- _To do_: Pull each line containing "speckled" out of the data and copy it.
★ ★ ★ ★ ★
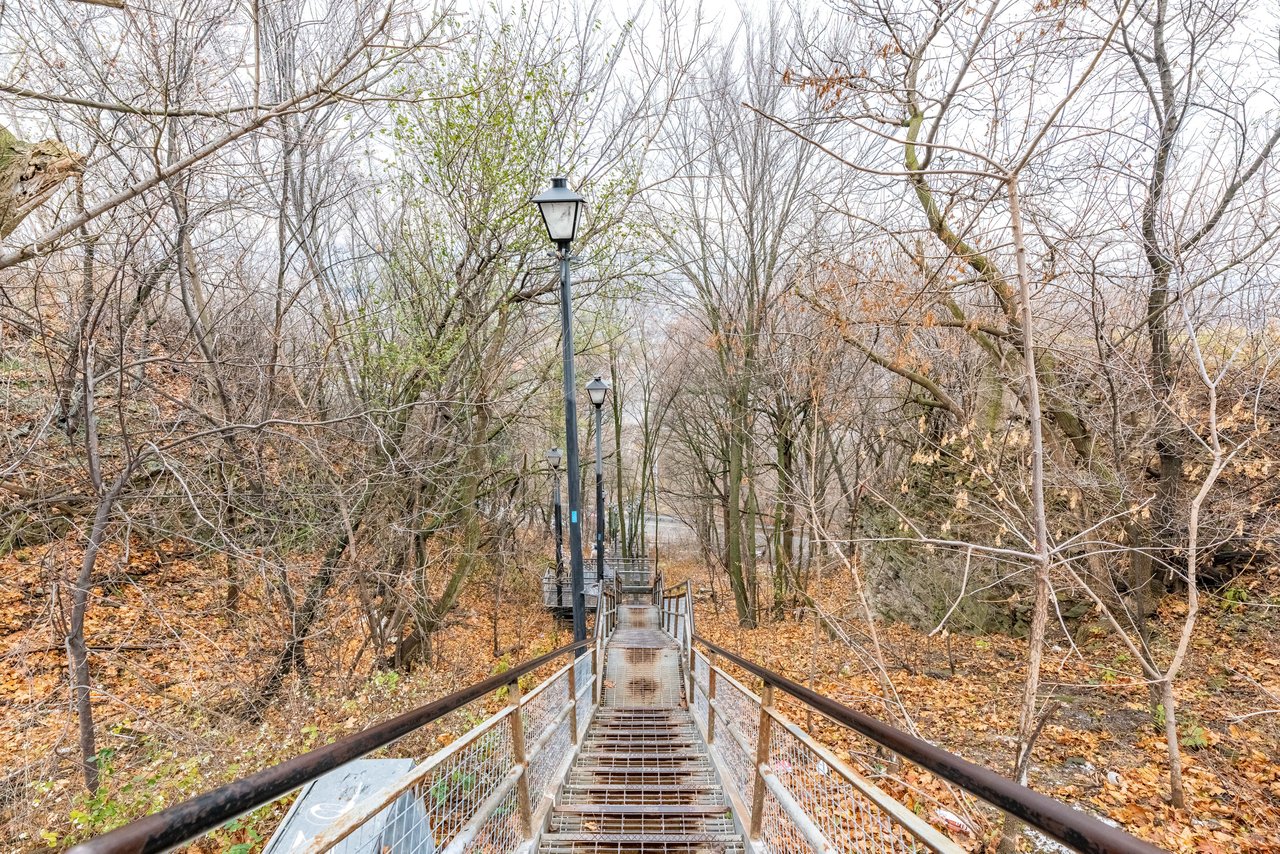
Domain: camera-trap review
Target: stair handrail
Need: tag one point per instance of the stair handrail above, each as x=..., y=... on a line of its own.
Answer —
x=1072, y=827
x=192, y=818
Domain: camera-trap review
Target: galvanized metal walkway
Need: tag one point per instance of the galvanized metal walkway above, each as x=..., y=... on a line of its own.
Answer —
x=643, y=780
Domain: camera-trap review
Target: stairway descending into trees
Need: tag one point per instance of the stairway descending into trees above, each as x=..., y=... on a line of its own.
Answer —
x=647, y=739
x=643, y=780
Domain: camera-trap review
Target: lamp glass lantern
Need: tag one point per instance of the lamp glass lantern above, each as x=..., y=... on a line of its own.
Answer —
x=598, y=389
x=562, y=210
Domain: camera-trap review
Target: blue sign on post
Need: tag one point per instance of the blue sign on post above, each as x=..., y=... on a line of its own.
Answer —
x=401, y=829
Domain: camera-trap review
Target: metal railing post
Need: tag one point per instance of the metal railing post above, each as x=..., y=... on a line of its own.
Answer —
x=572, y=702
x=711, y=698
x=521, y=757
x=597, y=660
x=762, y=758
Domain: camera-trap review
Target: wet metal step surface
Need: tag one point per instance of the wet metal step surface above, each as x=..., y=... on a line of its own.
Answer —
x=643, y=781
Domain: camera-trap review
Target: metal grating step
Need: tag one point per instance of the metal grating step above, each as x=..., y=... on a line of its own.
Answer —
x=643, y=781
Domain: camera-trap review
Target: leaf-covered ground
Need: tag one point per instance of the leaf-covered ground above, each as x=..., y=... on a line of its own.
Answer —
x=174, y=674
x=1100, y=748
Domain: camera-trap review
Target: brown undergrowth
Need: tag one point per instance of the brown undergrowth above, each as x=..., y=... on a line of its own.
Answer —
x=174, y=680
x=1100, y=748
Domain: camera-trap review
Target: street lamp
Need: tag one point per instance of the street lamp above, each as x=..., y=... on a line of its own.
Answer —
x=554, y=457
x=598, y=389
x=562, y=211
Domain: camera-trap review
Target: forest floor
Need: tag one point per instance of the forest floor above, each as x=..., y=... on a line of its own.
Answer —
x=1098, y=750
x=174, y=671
★ ★ ★ ★ ★
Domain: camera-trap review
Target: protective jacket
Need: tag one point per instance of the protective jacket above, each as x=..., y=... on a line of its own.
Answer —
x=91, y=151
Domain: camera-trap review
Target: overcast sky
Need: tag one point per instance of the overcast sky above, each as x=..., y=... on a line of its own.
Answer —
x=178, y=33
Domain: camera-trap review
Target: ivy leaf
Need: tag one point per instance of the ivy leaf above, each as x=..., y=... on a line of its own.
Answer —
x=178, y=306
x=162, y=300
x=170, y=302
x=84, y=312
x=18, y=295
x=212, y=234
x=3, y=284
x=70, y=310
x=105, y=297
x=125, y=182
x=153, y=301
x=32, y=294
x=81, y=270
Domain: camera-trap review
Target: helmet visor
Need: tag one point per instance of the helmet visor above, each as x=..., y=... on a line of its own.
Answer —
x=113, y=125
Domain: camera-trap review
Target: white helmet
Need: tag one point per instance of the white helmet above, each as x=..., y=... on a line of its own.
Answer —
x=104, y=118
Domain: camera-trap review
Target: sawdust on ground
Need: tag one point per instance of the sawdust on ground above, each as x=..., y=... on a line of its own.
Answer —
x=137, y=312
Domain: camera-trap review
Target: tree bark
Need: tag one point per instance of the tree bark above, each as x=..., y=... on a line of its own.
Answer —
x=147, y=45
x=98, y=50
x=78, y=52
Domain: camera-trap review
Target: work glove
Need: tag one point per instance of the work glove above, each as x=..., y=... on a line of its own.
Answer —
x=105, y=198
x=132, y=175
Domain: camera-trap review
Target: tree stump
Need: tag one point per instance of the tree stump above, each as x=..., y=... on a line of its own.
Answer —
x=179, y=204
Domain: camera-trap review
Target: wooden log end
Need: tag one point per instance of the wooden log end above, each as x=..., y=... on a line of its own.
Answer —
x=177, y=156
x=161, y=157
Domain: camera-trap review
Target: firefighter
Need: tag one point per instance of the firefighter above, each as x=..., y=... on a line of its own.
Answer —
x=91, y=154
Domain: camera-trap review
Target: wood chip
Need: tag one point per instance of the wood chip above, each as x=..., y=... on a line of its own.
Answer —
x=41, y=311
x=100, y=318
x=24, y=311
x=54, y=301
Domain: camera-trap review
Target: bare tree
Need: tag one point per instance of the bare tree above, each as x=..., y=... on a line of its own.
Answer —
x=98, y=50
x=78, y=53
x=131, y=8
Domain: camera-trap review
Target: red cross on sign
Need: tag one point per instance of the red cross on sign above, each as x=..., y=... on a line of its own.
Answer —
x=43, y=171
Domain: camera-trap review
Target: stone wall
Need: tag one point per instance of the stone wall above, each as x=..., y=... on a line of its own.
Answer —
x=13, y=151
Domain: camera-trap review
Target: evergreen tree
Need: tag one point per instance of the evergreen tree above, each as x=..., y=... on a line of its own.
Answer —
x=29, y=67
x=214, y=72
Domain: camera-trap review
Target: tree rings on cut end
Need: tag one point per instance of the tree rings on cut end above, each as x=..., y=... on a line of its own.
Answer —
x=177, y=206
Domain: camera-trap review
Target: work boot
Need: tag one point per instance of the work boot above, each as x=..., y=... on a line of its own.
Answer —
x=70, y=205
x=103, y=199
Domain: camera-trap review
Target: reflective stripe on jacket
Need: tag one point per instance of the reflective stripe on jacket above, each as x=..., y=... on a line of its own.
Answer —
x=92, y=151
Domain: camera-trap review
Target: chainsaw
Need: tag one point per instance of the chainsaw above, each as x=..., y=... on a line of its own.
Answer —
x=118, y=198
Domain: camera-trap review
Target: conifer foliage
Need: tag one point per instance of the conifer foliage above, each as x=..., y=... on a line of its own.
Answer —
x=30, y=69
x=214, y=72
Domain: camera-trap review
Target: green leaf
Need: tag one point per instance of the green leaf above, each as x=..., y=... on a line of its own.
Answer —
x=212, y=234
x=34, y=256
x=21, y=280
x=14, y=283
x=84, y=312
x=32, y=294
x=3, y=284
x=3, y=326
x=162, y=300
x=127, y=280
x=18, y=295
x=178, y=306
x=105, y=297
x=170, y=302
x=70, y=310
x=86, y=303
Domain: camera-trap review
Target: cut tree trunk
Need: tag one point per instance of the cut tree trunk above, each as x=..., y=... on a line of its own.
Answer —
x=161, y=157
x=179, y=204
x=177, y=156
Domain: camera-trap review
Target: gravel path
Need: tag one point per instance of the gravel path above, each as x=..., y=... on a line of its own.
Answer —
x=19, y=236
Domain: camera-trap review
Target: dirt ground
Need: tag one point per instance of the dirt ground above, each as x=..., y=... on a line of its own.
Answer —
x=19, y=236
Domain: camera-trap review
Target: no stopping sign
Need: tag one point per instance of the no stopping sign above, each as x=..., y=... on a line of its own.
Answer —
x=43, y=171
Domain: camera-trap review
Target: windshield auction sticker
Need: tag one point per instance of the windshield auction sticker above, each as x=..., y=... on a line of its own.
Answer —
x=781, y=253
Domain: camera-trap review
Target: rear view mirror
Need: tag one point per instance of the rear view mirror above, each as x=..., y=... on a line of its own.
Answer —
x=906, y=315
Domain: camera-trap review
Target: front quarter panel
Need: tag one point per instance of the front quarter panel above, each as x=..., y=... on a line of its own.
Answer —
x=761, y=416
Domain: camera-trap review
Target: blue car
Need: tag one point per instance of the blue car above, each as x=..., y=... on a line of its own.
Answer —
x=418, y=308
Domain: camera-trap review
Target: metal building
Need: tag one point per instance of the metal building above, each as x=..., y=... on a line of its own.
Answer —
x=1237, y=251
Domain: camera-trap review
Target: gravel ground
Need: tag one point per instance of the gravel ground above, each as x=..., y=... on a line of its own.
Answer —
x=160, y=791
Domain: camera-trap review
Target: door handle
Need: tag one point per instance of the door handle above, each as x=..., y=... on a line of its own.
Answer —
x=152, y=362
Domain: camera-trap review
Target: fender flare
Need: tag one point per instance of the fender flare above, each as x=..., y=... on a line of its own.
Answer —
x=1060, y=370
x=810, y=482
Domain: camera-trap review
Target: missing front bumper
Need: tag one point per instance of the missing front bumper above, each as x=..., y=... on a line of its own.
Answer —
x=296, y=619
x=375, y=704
★ ★ ★ ★ ★
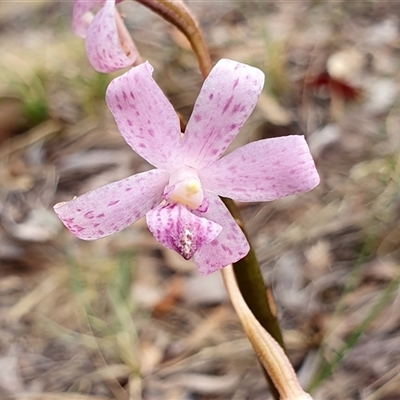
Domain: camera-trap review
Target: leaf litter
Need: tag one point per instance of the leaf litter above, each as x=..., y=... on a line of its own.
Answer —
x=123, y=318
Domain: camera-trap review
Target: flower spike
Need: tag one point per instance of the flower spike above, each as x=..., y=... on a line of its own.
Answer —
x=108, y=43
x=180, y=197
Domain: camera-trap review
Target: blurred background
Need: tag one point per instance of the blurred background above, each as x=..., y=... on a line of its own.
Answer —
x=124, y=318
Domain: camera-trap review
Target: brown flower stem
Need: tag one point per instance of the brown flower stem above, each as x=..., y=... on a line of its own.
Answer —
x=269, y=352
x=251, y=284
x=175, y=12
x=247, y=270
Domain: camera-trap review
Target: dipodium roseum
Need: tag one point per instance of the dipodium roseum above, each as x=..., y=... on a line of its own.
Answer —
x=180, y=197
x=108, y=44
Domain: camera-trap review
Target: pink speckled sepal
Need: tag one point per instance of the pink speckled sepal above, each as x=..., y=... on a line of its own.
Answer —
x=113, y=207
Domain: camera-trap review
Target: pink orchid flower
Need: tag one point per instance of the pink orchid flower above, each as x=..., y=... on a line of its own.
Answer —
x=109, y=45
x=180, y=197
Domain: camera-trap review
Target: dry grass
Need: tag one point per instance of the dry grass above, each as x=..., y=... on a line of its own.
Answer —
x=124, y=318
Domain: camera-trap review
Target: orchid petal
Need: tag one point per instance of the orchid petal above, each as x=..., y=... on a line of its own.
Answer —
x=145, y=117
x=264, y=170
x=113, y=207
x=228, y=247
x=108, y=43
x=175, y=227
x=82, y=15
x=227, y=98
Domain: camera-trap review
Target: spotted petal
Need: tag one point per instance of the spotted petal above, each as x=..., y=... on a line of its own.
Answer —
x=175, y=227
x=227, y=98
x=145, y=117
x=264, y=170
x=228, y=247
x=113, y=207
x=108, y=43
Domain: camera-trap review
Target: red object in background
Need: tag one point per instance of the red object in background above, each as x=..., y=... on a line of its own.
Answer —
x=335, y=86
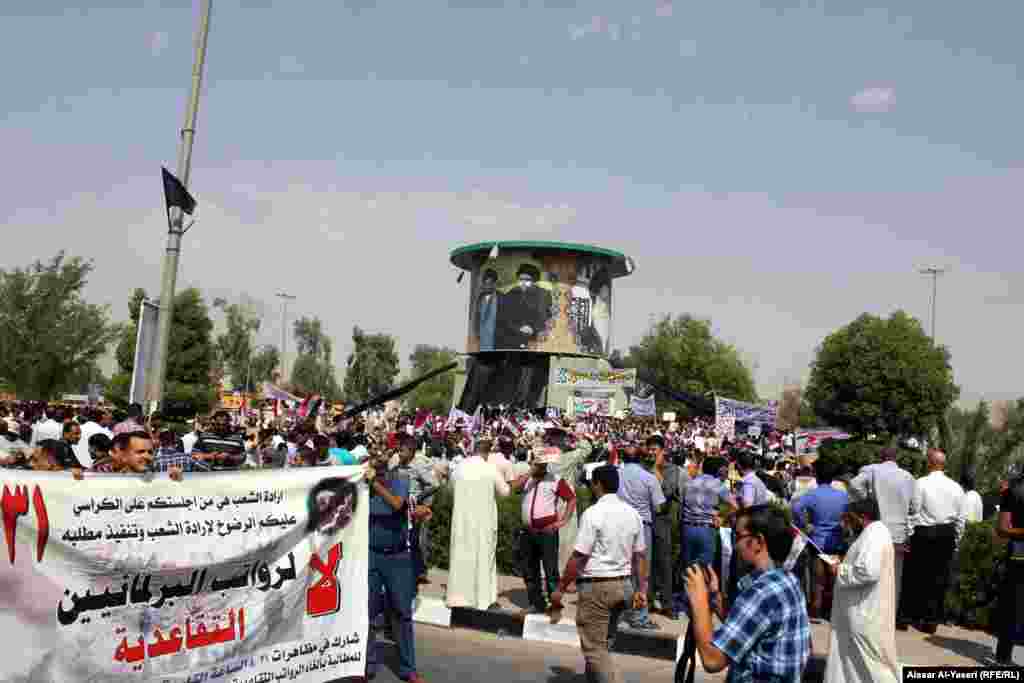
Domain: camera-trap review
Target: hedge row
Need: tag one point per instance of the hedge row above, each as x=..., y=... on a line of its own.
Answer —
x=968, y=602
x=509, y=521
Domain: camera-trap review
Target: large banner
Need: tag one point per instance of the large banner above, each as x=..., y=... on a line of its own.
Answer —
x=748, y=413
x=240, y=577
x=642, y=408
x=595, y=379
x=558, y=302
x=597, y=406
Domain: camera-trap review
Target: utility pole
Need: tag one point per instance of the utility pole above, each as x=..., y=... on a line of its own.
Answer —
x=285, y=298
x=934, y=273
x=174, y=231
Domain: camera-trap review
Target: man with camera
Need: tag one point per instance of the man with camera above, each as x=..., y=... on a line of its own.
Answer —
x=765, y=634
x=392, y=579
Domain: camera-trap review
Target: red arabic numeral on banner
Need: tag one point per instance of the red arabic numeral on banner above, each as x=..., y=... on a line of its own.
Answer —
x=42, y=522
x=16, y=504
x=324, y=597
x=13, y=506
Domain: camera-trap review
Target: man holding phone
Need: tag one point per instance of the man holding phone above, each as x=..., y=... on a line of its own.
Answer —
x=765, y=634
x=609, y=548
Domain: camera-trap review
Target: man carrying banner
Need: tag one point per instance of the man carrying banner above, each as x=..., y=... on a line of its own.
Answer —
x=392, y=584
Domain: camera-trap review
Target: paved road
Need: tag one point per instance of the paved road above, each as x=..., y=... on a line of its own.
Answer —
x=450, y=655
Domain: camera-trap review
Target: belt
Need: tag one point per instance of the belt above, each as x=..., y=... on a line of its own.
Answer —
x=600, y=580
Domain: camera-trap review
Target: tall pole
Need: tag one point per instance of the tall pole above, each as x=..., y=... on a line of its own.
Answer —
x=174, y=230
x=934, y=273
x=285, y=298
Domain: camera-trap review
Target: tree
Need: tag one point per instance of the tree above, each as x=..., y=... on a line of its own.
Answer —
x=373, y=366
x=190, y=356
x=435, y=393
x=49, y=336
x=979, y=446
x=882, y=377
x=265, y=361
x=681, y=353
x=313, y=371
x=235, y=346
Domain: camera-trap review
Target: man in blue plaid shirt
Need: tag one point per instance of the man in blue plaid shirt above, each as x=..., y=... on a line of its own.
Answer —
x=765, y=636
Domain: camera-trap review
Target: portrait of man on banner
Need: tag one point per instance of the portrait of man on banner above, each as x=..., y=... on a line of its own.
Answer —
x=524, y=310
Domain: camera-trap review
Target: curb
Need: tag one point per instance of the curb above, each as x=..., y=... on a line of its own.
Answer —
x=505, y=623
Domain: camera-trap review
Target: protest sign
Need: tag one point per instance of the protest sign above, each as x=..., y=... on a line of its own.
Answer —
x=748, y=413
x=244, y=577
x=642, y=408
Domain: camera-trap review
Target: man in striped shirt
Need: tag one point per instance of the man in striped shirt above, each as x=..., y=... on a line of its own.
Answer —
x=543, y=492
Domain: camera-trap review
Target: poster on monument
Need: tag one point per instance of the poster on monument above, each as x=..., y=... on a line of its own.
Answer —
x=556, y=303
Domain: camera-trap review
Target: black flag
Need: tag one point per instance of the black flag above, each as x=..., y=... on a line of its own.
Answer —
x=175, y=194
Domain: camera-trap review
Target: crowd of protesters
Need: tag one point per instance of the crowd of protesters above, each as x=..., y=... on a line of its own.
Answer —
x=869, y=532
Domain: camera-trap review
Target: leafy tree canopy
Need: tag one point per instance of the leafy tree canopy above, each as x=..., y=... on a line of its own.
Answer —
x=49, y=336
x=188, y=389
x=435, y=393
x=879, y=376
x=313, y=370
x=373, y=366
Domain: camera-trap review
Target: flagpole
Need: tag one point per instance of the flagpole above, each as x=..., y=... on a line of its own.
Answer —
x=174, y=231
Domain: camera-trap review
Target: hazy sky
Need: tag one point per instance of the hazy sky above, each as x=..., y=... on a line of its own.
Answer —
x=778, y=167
★ ★ ★ ★ ★
- _Reply_:
Target: pink speckled sepal
Need: tag one point per instance of the pink speckled sepal above, each as x=..., y=... on a line of its own.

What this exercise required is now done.